Quote exactly, and only, the lines from the one with "Exercise. Mark the star logo on" through the end of the listing.

* _Extracted data_
--- --- ---

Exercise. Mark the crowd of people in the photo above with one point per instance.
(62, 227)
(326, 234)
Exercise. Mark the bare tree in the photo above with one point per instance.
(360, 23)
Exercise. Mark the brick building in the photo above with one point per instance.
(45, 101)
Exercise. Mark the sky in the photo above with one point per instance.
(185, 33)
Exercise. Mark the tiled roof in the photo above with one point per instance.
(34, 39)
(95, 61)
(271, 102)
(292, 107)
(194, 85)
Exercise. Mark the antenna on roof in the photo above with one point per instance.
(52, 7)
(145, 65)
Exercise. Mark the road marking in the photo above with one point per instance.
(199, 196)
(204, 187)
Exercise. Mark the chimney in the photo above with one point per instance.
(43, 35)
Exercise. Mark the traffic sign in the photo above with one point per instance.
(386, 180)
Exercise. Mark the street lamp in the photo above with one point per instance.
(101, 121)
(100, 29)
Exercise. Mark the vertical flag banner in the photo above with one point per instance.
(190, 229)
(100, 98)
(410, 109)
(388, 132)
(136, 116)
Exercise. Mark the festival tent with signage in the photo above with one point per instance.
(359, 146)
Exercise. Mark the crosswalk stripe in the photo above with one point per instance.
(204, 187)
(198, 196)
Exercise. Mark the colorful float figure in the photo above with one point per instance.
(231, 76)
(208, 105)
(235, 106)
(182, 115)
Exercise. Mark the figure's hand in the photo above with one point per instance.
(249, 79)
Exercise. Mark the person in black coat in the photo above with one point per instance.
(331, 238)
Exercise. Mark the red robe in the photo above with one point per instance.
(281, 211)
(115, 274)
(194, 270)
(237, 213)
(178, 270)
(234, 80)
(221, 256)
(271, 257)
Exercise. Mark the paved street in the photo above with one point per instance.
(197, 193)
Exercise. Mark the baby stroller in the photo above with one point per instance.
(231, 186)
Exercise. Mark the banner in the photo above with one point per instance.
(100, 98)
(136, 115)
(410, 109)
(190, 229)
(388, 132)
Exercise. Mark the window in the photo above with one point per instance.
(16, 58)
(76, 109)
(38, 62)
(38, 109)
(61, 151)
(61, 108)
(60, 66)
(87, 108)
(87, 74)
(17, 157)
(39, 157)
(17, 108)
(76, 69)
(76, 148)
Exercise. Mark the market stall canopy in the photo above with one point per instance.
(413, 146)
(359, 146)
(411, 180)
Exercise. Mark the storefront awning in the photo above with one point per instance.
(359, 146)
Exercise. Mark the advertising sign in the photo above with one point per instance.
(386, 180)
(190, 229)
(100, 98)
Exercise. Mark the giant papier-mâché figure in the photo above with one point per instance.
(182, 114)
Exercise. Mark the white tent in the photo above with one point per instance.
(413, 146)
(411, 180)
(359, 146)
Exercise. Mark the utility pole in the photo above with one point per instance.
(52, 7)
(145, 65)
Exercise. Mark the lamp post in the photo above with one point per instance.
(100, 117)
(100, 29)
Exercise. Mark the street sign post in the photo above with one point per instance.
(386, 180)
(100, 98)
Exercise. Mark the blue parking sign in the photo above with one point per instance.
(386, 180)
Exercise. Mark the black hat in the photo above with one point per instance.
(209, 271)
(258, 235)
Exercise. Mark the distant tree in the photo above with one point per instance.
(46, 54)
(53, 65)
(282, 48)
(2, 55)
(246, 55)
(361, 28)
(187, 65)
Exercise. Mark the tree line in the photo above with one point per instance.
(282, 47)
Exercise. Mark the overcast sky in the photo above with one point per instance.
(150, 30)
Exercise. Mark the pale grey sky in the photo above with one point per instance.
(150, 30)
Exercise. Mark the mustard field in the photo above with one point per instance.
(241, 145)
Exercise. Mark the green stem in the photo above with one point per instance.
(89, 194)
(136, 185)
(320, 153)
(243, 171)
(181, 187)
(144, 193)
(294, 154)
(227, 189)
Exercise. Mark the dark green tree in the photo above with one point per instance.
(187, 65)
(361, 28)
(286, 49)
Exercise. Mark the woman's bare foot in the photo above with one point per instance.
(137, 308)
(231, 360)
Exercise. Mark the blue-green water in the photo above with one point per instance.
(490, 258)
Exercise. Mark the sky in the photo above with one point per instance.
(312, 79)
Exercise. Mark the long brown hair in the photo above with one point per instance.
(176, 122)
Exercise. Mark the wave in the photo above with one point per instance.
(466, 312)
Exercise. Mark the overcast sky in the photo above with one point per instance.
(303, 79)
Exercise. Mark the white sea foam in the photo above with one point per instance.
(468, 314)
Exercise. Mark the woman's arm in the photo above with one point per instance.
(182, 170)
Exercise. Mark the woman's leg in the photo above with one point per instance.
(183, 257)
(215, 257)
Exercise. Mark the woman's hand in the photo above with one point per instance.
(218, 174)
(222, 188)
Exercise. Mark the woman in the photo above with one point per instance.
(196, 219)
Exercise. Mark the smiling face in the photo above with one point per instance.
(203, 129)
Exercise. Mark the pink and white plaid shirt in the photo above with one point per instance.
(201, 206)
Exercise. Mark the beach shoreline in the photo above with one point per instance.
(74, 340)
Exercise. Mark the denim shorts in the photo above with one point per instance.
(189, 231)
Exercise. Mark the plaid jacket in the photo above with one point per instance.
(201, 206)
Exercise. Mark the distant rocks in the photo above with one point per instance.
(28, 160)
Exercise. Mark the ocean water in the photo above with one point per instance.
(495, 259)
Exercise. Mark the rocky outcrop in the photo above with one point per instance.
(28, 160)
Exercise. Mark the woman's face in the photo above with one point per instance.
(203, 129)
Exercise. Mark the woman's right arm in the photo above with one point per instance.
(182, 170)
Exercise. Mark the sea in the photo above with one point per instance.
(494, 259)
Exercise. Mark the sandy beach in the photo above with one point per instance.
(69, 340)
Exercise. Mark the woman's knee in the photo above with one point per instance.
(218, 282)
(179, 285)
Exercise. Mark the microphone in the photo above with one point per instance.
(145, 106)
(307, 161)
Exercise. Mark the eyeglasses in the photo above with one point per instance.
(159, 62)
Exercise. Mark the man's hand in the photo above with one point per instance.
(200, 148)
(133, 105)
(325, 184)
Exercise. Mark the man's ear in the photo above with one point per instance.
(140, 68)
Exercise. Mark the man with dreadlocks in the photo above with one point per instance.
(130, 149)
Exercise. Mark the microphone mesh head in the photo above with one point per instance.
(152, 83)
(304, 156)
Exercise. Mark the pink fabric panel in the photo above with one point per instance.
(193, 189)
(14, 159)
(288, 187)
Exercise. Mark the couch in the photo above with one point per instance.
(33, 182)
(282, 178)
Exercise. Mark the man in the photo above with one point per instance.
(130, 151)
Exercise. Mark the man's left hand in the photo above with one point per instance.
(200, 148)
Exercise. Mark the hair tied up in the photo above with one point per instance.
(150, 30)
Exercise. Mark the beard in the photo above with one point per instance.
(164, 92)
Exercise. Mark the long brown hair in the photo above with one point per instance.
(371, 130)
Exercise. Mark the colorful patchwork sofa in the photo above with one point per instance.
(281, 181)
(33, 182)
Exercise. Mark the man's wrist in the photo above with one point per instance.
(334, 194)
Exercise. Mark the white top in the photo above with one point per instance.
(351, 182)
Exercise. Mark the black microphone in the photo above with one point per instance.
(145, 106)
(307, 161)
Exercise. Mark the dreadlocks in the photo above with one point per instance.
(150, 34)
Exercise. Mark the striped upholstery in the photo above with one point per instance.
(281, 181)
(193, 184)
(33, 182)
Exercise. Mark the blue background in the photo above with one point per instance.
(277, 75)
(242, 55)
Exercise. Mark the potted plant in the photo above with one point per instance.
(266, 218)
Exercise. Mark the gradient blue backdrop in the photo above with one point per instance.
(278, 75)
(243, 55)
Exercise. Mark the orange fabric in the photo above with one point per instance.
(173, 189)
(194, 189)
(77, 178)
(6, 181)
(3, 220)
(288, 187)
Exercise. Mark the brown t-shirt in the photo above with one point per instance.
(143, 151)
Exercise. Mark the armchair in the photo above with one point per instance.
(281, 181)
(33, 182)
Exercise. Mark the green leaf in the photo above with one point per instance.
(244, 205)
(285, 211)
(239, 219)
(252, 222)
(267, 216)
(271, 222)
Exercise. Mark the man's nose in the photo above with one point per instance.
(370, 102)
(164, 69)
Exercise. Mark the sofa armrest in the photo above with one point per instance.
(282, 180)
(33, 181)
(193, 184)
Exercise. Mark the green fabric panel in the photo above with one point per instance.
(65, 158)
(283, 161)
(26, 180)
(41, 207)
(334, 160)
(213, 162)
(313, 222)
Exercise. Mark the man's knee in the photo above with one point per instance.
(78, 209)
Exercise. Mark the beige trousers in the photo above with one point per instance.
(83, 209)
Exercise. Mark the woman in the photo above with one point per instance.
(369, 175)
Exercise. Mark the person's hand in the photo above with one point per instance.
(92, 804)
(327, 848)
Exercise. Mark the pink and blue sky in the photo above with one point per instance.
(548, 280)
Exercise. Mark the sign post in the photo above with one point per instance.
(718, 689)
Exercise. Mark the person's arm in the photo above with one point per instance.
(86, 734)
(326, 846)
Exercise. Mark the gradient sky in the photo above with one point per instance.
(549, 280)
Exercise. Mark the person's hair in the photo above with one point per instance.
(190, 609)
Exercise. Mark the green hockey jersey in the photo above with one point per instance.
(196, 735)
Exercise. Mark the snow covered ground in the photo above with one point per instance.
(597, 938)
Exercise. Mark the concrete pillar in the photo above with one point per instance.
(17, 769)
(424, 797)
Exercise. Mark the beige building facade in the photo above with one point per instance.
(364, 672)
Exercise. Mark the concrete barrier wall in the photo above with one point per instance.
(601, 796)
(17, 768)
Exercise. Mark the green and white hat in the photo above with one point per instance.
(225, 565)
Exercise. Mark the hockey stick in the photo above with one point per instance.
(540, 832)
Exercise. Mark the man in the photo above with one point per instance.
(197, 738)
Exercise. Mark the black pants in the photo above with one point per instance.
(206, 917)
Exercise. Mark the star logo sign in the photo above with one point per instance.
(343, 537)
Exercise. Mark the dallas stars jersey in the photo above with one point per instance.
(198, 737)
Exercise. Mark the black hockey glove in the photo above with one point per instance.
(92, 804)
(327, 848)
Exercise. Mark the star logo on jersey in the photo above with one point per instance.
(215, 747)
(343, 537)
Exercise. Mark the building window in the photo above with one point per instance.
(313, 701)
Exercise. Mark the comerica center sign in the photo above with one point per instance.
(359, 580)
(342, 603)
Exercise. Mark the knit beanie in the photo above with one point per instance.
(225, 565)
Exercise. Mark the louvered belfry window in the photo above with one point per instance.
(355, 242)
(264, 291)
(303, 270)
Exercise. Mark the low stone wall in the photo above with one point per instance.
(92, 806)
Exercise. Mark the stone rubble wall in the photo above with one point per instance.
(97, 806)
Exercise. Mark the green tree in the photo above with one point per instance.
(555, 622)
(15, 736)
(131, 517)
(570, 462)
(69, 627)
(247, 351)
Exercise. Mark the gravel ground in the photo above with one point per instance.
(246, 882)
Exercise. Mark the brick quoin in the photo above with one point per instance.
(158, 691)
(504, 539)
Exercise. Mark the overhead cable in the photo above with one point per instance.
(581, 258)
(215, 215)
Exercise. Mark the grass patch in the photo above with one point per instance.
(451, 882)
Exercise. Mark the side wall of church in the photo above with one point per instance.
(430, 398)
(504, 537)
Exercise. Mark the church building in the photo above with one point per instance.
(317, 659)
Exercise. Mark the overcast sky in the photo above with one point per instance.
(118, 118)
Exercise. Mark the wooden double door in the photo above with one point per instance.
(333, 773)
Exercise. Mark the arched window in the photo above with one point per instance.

--- --- ---

* _Output_
Exercise. Mark the star logo on jersey in the photo above with one point per instance.
(215, 747)
(343, 537)
Exercise. Mark the building window in the photo above with one point per instance.
(313, 701)
Exercise. Mark the comerica center sign in the photo above with one point per instance.
(359, 580)
(342, 603)
Exercise. Mark the knit beanie in the photo above with one point per instance.
(225, 565)
Exercise. Mark the louvered belfry window in the photo above with one point per instance.
(355, 242)
(264, 291)
(303, 270)
Exercise. Mark the low stone wall in the photo above with one point per instance.
(92, 806)
Exercise. Mark the stone rubble wall in the photo above with one point per instance.
(97, 806)
Exercise. Mark the green tree in the photo above with one point per instance.
(555, 622)
(15, 736)
(131, 517)
(570, 462)
(69, 627)
(247, 351)
Exercise. Mark the gravel ground in the photo above with one point per instance.
(246, 882)
Exercise. Mark the brick quoin in the photo above with one point per instance.
(158, 691)
(504, 539)
Exercise. Mark the overhead cable in the photo above with one point per instance.
(581, 258)
(215, 215)
Exercise. Mark the grass patch in the photo above with one point per instance.
(451, 882)
Exercise. Mark the side wall of church in the photo above with one point per instance.
(430, 398)
(504, 537)
Exercise. Mark the church building in the photo above with one point per instance.
(317, 659)
Exercise. Mark the overcast sky in the photo above with one point per instance.
(118, 118)
Exercise. Mark the wooden double door in the photo above with one point per instance.
(333, 773)
Exercise. Mark the arched window in the photo above with one point per instance.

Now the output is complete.